▶ **Input records**:
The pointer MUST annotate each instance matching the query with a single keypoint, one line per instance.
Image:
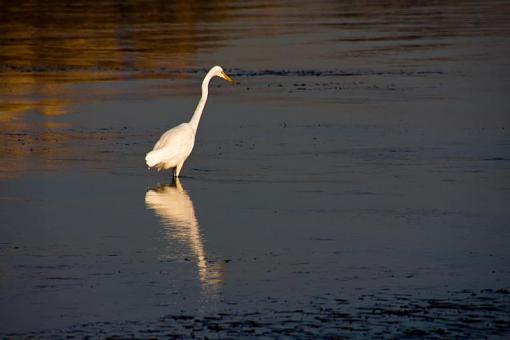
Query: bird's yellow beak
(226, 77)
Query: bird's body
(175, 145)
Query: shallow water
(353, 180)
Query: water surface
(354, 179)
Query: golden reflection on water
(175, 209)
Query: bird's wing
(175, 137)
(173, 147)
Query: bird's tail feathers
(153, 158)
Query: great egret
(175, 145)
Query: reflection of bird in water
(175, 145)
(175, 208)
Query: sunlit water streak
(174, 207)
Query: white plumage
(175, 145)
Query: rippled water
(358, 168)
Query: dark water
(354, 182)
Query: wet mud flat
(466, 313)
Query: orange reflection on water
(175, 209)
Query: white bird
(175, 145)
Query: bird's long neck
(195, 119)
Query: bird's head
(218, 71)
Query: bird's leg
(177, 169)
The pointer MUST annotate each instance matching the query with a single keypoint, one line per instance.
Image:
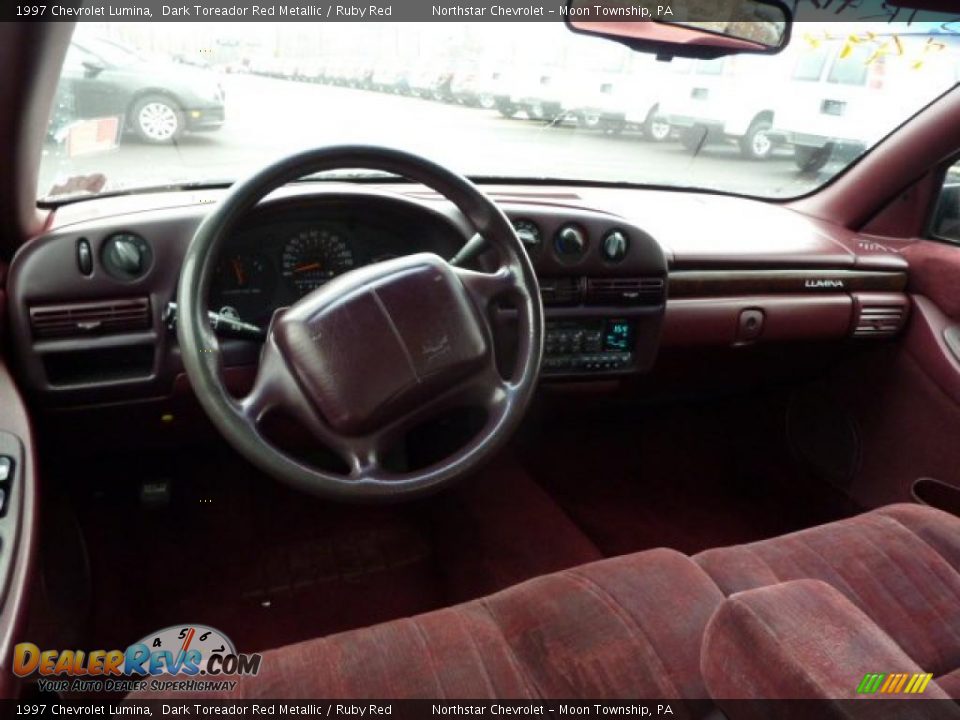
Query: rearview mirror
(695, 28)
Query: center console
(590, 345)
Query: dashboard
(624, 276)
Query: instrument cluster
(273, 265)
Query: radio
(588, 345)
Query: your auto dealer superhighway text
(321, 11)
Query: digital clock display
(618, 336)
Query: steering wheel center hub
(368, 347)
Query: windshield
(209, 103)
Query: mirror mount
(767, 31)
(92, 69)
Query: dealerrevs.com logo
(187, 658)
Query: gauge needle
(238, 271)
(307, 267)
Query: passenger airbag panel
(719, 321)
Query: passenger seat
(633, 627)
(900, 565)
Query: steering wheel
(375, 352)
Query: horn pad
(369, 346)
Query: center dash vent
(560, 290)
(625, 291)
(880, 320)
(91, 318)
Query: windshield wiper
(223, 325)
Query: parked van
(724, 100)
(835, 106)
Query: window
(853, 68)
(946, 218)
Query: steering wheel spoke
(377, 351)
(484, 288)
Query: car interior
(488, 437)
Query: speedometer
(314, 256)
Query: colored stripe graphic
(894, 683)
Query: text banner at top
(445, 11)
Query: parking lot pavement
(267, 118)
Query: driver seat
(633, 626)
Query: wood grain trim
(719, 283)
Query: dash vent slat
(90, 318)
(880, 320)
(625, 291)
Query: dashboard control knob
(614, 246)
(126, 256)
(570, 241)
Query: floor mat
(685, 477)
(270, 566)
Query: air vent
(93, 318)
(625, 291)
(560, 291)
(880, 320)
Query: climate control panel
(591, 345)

▶ **Task requirements**: Reproduce the entries above word for word. Pictures stay out.

▶ **Result below**:
The pointer MUST annotate each instance matching the query with a single keypoint, one line per instance.
Image:
Query: bird's yellow beak
(226, 77)
Query: bird's body
(175, 145)
Query: shallow water
(353, 180)
Query: water surface
(354, 179)
Query: golden reflection on water
(175, 209)
Query: bird's wing
(175, 137)
(173, 147)
Query: bird's tail feathers
(153, 158)
Query: great egret
(175, 145)
Query: reflection of bird in water
(175, 145)
(175, 208)
Query: sunlit water streak
(174, 207)
Query: white plumage
(175, 145)
Query: rippled water
(358, 168)
Query: dark water
(354, 182)
Query: wet mud flat
(466, 313)
Query: orange reflection on water
(175, 209)
Query: white bird
(175, 145)
Query: bird's long neck
(195, 119)
Query: bird's head
(218, 71)
Query: bird's leg
(177, 169)
The pointer MUST annotate each instance matching the query with a single keypoint, one line per instance.
Image:
Query: rearview mirror
(695, 28)
Query: center console
(590, 345)
Query: dashboard
(624, 276)
Query: instrument cluster
(273, 265)
Query: radio
(588, 345)
Query: your auto dealer superhighway text
(321, 11)
Query: digital clock display
(618, 336)
Query: steering wheel center hub
(368, 347)
Query: windshield
(209, 103)
Query: mirror mount
(767, 31)
(92, 69)
Query: dealerrevs.com logo
(187, 658)
Query: gauge needle
(238, 271)
(307, 267)
Query: passenger airbag panel
(719, 321)
Query: passenger seat
(633, 627)
(900, 565)
Query: steering wheel
(375, 352)
Query: horn pad
(369, 346)
Query: center dash vent
(560, 290)
(625, 291)
(880, 320)
(91, 318)
Query: windshield wiper
(223, 325)
Query: parked van
(724, 100)
(835, 106)
Query: window
(853, 68)
(946, 218)
Query: steering wheel spoke
(377, 351)
(484, 288)
Query: car interior
(488, 437)
Query: speedometer
(314, 256)
Query: colored stripe graphic
(894, 683)
Query: text banner at top
(445, 11)
Query: parking lot pavement
(267, 118)
Query: driver seat
(633, 626)
Query: wood grain trim
(719, 283)
Query: dash vent slat
(90, 318)
(880, 320)
(625, 291)
Query: dashboard control knob
(614, 246)
(126, 256)
(570, 241)
Query: floor mat
(685, 477)
(270, 566)
Query: air vent
(93, 318)
(625, 291)
(560, 291)
(880, 320)
Query: climate control panel
(591, 345)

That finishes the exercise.